### [Supplied text]
== == ==

# Feast



## dacdots (Sep 8, 2007)

Last Sat night we had a small get together with a couple very close friends  {Well they always come around when they hear I'm cooking.}The ribs were great,the chicken wings were to die for, and the shrimp...well what can I say.We all had some good food,some good drink, and lots of fun.This reminds me of the way I started out on this forum so long ago, just havin fun.


----------



## gypsyseagod (Sep 8, 2007)

1 word dac... simply awesome
	

	
	
		
		



		
		
	


	





  man i hope we get to cook w/ ya in summersville. ya don't post moch but when ya do it's great que...glad the party was a success....


----------



## gypsyseagod (Sep 8, 2007)

p.s. - mom will be sending fresh 10-15 count shrimp from 1 of our boats....


----------



## bigarm's smokin (Sep 9, 2007)

== == ==

### [Brief 1]
Answer these questions about the Feast thread, one answer per line:
(a) Which three foods does dacdots name from the Saturday night get-together?
(b) In what place does gypsyseagod hope to cook with dacdots?
(c) What count of shrimp will mom be sending?
### [Brief 2]
Output the part of the Feast thread between "man i hope we" and "of our boats....", inclusive.
### [Brief 3]
Write the next part of the Feast thread, picking up after its final line.

### [Supplied data]
== == ==

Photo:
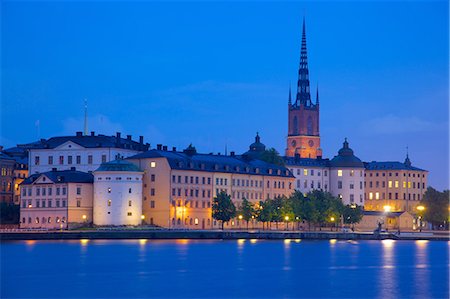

== == ==

### [Exercise response 1]
(a) Ribs, chicken wings, and shrimp.
(b) Summersville.
(c) Fresh 10-15 count shrimp.

### [Exercise response 2]
man i hope we get to cook w/ ya in summersville. ya don't post moch but when ya do it's great que...glad the party was a success....


----------



## gypsyseagod (Sep 8, 2007)

p.s. - mom will be sending fresh 10-15 count shrimp from 1 of our boats....

### [Exercise response 3]
*  Hey Gypsy, ya know bro, mom is kinda getting forgetful, please remind her that "our" address is, box 88 BigArm MT 59910 
	

	
	
		
		



		
		
	


	



*


----------



## deejaydebi (Sep 9, 2007)

Dacdots -

Sounds like a great smoke and a great time! Looking forward to meeting you in Summersville.

Gypsy - I'm alergic to shell fish.


----------



## dacdots (Sep 10, 2007)

Thats alright Debi Ill take care of your share.....if I must.Anything to help out a friend.


----------



## deejaydebi (Sep 11, 2007)

Alright David you got my share!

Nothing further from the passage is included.